● **WORK INSTRUCTIONS**
Show each line below that contains the word "clump", copying every one in full.

● **RECORDS TO PROCESS**
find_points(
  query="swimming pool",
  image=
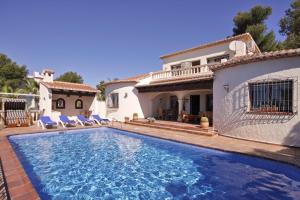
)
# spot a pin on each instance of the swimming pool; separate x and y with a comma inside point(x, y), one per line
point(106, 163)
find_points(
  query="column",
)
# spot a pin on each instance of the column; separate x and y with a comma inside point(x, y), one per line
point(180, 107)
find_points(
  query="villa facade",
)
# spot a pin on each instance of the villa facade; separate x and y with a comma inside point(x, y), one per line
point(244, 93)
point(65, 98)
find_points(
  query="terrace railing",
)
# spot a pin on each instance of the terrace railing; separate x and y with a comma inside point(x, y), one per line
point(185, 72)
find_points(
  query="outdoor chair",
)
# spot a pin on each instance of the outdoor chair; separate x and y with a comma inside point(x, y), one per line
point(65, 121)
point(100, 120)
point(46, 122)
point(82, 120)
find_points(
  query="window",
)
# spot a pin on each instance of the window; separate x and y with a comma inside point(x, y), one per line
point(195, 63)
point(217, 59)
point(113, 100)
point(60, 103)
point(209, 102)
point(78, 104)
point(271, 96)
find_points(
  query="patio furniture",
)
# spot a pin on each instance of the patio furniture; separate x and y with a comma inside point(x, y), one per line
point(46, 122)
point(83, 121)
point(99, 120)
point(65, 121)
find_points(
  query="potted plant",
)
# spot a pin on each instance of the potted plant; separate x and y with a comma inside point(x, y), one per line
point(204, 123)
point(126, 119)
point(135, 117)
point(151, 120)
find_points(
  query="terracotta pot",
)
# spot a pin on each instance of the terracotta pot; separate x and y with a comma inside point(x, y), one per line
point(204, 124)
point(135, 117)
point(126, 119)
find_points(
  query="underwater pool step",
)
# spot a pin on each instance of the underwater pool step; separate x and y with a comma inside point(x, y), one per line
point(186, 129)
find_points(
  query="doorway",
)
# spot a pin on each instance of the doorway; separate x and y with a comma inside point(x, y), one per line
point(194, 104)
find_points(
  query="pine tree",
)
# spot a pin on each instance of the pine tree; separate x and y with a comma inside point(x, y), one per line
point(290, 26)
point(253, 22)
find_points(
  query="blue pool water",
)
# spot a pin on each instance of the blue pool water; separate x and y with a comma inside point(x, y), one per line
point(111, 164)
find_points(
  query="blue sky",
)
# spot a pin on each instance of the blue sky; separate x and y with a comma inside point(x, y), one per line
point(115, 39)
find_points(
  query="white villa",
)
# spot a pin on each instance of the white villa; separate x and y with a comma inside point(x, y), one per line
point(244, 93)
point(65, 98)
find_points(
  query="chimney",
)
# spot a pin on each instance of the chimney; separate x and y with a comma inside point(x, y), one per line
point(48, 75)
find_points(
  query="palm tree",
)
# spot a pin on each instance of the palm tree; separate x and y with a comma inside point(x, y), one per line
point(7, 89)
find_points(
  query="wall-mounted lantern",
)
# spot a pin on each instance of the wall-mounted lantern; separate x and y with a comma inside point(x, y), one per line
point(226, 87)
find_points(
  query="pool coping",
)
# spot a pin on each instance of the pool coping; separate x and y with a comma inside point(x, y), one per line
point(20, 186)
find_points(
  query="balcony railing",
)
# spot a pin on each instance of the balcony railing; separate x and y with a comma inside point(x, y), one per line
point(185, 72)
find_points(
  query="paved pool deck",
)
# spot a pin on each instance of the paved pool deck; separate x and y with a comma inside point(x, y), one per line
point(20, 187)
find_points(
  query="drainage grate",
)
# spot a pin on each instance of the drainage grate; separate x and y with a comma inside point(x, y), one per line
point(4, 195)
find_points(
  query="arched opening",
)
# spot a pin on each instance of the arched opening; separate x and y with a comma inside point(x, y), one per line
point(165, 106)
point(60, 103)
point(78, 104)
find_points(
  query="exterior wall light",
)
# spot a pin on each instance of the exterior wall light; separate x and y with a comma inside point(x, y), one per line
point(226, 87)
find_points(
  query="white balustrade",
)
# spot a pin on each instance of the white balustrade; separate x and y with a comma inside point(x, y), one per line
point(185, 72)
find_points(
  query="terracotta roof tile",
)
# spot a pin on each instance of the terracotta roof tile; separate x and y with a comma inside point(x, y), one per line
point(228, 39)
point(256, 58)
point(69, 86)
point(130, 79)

---

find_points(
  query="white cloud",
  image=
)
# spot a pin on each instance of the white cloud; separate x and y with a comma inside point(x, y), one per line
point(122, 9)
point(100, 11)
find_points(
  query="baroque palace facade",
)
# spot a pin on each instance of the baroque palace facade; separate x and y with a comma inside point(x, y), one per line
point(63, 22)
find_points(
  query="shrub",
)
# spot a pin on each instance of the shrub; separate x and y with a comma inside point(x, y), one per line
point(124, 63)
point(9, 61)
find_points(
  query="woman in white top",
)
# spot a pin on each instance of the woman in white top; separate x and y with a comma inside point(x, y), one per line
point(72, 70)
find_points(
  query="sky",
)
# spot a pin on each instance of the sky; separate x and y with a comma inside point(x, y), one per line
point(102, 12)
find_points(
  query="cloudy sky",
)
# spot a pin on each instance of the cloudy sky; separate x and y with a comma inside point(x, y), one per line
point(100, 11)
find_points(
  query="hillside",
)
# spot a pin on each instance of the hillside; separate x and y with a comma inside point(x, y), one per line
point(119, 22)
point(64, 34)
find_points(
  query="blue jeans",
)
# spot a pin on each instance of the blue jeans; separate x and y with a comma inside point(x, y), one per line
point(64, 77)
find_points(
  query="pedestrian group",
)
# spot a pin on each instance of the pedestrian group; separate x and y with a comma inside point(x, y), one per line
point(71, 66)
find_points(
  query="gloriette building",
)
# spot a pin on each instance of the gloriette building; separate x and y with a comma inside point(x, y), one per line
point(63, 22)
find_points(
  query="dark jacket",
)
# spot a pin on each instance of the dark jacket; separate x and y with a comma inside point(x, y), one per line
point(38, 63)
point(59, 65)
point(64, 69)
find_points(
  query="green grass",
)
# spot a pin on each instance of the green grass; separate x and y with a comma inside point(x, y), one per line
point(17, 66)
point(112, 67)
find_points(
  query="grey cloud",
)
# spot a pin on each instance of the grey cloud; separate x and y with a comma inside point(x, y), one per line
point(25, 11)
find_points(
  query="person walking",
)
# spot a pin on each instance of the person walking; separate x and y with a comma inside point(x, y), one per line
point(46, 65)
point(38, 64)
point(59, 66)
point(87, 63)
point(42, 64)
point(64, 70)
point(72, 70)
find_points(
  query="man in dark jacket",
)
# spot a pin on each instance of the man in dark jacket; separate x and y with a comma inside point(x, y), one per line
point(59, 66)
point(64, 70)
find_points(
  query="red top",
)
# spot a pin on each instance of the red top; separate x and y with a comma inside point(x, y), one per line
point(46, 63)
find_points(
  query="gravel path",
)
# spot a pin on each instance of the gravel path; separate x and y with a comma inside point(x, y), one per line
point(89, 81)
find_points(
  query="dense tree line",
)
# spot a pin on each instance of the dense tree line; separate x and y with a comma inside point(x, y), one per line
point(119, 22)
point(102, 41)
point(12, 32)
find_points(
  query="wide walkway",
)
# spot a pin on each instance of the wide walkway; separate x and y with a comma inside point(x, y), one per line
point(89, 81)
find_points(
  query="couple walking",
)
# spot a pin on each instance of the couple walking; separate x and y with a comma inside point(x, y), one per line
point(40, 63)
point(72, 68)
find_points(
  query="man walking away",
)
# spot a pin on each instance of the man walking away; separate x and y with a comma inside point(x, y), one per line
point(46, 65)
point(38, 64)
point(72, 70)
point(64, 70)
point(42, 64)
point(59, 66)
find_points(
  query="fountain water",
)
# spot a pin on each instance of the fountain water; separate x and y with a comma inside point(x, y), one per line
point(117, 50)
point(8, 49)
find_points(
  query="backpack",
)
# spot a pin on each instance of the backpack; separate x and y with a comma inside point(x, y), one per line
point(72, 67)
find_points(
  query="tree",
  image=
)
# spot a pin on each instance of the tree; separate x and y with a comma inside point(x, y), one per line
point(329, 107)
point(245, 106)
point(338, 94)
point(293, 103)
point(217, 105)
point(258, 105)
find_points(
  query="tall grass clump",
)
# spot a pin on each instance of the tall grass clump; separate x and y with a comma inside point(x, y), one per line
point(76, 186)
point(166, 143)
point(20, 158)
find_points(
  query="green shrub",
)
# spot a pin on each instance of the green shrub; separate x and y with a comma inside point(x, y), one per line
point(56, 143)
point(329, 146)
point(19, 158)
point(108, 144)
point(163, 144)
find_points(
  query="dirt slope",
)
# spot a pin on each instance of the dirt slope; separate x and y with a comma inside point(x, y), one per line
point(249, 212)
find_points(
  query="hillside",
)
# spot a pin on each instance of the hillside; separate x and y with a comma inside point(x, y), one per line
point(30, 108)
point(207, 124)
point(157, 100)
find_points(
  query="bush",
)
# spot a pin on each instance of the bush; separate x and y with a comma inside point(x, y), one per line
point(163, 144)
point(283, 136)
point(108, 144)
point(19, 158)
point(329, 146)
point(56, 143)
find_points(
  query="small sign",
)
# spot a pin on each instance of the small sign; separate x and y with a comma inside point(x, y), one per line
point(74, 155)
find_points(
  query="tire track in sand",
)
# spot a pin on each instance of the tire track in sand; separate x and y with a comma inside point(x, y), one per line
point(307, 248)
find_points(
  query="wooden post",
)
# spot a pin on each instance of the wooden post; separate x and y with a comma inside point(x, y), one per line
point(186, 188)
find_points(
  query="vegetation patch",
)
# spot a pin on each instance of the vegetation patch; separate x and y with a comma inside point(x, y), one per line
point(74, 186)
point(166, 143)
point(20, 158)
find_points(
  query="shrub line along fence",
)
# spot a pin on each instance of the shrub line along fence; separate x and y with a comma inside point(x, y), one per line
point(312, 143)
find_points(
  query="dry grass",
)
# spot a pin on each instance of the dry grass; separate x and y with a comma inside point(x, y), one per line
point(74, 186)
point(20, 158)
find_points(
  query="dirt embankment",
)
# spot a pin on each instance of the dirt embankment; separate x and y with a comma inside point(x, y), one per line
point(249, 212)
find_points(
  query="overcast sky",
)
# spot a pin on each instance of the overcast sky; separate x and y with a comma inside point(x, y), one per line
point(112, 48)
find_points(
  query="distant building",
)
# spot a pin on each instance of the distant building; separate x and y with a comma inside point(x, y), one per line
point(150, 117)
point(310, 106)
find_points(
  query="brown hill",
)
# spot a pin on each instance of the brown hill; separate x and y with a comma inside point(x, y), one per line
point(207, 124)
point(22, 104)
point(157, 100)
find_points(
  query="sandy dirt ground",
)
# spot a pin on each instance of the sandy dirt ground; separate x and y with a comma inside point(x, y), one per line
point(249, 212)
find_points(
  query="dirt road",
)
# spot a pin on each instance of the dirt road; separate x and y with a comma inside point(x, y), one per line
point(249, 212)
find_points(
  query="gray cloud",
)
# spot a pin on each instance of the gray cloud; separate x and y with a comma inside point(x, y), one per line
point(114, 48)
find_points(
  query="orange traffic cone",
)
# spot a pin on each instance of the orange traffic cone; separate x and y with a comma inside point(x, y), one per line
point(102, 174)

● **SOLUTION FOR THIS TASK**
  query="tall grass clump",
# spot a pin on each instance of the tall grass clump; separate x and y with a comma inside point(x, y), one per line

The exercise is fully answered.